**ASSIGNMENT**
Your copy should match the records exactly, apart from the pictures, which stay out.

[[ SUPPLIED MATERIAL open ]]

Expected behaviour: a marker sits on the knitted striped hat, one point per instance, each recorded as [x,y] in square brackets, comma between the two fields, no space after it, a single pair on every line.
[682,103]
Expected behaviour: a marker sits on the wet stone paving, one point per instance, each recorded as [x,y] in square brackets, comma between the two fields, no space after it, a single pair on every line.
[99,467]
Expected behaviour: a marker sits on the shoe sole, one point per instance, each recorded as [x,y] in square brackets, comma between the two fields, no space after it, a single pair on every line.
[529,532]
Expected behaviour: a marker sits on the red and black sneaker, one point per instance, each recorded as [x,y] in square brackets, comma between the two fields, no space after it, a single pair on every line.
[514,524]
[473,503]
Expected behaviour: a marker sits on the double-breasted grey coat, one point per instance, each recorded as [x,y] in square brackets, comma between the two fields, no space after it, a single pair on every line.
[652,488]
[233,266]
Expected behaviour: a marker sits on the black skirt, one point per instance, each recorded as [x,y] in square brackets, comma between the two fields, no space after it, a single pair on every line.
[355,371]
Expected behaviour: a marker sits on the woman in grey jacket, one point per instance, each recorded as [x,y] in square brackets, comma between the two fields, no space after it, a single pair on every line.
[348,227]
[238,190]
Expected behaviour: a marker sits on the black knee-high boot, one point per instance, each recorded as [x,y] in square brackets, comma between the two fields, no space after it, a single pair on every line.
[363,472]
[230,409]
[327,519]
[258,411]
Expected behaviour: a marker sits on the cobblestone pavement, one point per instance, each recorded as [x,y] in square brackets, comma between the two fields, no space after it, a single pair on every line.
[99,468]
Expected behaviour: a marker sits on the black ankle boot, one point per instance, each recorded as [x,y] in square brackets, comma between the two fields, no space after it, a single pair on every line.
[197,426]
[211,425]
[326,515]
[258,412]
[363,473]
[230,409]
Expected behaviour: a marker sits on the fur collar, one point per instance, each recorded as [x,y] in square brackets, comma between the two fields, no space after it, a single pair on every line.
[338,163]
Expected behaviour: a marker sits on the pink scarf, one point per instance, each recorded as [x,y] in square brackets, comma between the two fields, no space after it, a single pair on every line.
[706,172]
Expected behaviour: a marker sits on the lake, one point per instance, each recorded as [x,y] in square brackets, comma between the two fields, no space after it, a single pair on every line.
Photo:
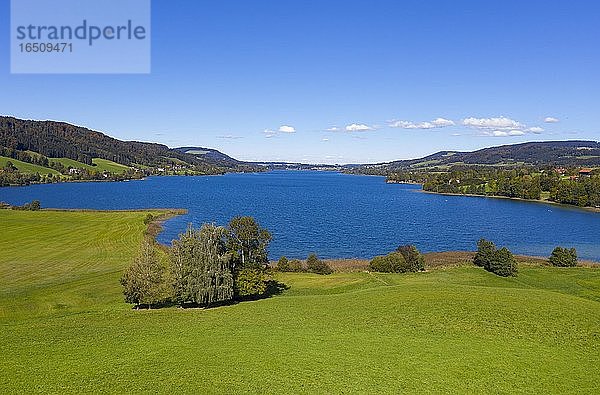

[[ SUPPLIED MATERIAL closed ]]

**RESULT FOR THIS TASK**
Expected behaviour: a marker sits on the knitted striped hat, one point per instance, each recorded as [x,y] in square brackets, comma between the two fields, no space after it, a single pair on every line.
[682,103]
Expected behaviour: a marker sits on the wet stone paving, one point per instance, each recorded as [x,y] in square brackets, comma between the two fields, no space after it, a single pair on every line.
[99,467]
Expected behaviour: a marker sits on the shoe sole, one point per instance, each recorded as [x,y] in square brackets, comma between the two fields, no space after it, a single pair on every line.
[529,532]
Expected behaviour: a marker sits on the red and black sneaker, one point per instance, each recorded as [x,y] in square brackets, comma between the two fields, no space after it, a single pair on every line.
[514,524]
[473,503]
Expected behaviour: a marker sits on the double-breasted grey coat, one point per instance, each recorded as [x,y] in square brackets, comma between the two fields, no space after it, a single pair on every line.
[652,488]
[233,266]
Expected behaviour: a marker sits on the black skirt, one point per instance, each recorded as [x,y] in square brackets, comma between the two fields, no space after it, a single pair on every line.
[355,371]
Expected behaviour: a marker sits on the woman in grey jacket, one point per instance, each recorded as [x,y] in square brackets, comma between the two fields, no space after it, a single pair on every line.
[348,227]
[238,190]
Expected behaviour: a marker sits on the black knee-high boot, one point per instance, each recorded as [x,y] in square brackets, comma between the two fields, no space after it, a single pair on every line.
[363,472]
[230,409]
[327,519]
[258,411]
Expected behaviour: a marker sits on the cobblestone pavement, one point per instance, each recorded as [x,y] in square brackets, comma between the two fields, no space after it, a single pair on every line.
[99,468]
Expected behaviour: a marker sits on the black ankle boot, one point per instance, each recorded as [x,y] in square brackets, comma between the two fields, no space after it, a single pair on every line.
[197,426]
[211,425]
[326,515]
[258,412]
[363,473]
[230,409]
Expected behaviour: a marker sits on the fur collar, one point per instance, each recorded as [x,y] in square brackets, comma between the two fields, no space after it, a single pair on every line.
[338,163]
Expected behaviour: a marker sits on the pink scarf, one point per instance, each recorded as [x,y] in square brackets, comma between the two fields, no space after it, a single pair on every line.
[706,172]
Expected behaviour: a marker sits on the lake, one point per instance, each recorded as [x,y] in square brackets, comma between the two fields, no space after it, a single pair on every line.
Photo:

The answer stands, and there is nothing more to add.